──────── Excerpted data ────────

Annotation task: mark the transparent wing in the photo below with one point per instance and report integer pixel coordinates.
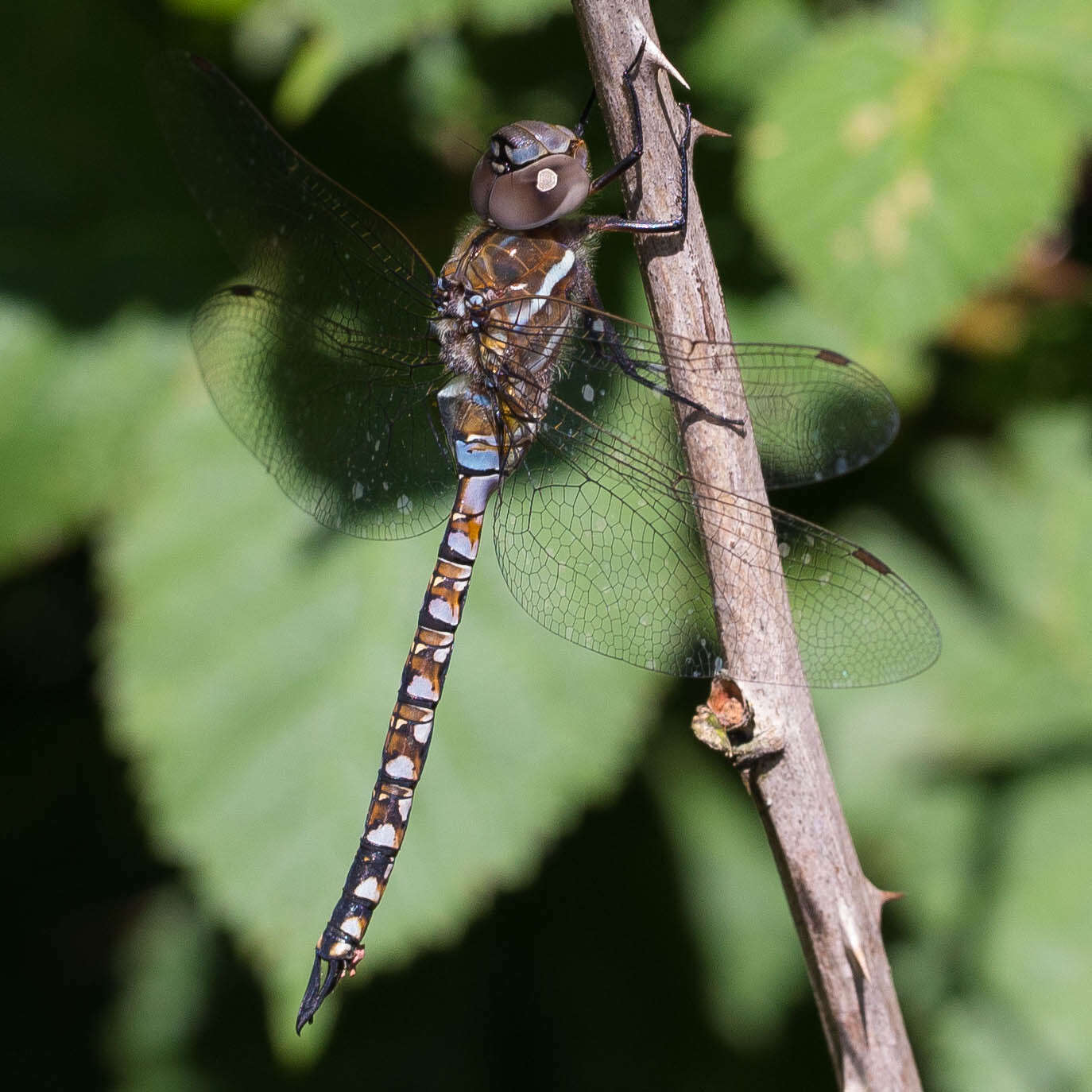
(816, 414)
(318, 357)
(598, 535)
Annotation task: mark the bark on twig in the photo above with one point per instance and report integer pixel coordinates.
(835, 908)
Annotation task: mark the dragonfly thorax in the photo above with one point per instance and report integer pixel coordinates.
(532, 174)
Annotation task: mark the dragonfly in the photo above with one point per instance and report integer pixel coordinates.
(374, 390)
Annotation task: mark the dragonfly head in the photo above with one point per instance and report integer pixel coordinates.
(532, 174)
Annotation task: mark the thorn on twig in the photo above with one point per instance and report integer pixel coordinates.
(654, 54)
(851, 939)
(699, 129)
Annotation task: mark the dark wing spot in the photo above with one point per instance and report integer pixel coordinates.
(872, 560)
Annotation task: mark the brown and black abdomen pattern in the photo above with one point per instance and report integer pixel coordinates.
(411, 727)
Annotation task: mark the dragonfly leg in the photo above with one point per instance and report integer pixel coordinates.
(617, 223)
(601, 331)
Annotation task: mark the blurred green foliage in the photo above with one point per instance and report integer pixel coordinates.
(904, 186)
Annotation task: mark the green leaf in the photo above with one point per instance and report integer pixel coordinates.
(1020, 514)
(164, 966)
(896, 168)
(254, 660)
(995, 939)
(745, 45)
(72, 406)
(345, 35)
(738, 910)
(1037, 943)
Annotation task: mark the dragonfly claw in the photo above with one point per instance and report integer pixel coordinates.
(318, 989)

────────

▶ [What is being asked]: Rewrite the rows as a numbered list, starting at the line that contains "Annotation task: mark the dragonfly in" and continuing through the final row. Leave out any blank lines.

▶ [Answer to this exercise]:
1. Annotation task: mark the dragonfly in the photo above with one point per instance and report integer pixel coordinates.
2. (374, 390)
3. Annotation task: mark the dragonfly head in the photo above with one point per instance and report integer pixel coordinates.
4. (532, 174)
5. Annotation task: mark the thorn on twig in the photo above with one point per instance and report integer pixel coordinates.
6. (654, 54)
7. (851, 939)
8. (699, 129)
9. Annotation task: mark the dark wing spot in the photo above with one point per instance and report integer pixel coordinates.
10. (872, 560)
11. Annotation task: mark the brown and black abdomen pattern in the photo above with one point per instance and report integer pixel coordinates.
12. (411, 727)
13. Annotation task: mark the dragonfly leg in the photo above with one point per instance and report integer pixel coordinates.
14. (617, 223)
15. (601, 331)
16. Annotation task: mark the blurred green foliage in the photo above with one point per instance and report integer pixel coordinates.
17. (904, 186)
18. Annotation task: mark the green leaf in the photo above with one point per instance and report integer pixel coordinates.
19. (1020, 514)
20. (164, 966)
21. (896, 168)
22. (254, 660)
23. (995, 939)
24. (745, 45)
25. (72, 406)
26. (345, 35)
27. (738, 910)
28. (1037, 943)
29. Annotation task: mark the dragonfly claw in the photo above with one point per instance and report integer pixel coordinates.
30. (318, 989)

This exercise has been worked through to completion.